**REQUIRED TASK:**
Scale the material from the line containing "Reviewer note: see that each instance of the throw" through the end, and give only those lines, requests included. Multiply every x and y coordinate in the answers by 2.1 and round to whole numbers, halves up, but keep the numbers in the requests and their format samples unchanged.

★ ★ ★ ★ ★ ★ ★

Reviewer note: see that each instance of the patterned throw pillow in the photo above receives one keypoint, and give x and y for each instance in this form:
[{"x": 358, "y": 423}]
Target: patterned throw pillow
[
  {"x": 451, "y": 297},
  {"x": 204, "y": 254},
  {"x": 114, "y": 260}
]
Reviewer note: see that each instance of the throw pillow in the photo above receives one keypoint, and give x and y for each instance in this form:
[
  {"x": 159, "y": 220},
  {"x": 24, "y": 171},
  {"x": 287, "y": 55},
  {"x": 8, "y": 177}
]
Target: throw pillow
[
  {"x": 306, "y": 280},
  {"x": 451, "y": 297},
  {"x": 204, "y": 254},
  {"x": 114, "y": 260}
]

★ ★ ★ ★ ★ ★ ★

**COMPLETED TASK:**
Reviewer note: see that each instance of the throw pillow in the photo above receives one keypoint, and give x and y for each instance in this form:
[
  {"x": 159, "y": 220},
  {"x": 24, "y": 171},
  {"x": 287, "y": 55},
  {"x": 8, "y": 177}
]
Target: throw pillow
[
  {"x": 643, "y": 588},
  {"x": 947, "y": 624},
  {"x": 428, "y": 533},
  {"x": 239, "y": 546}
]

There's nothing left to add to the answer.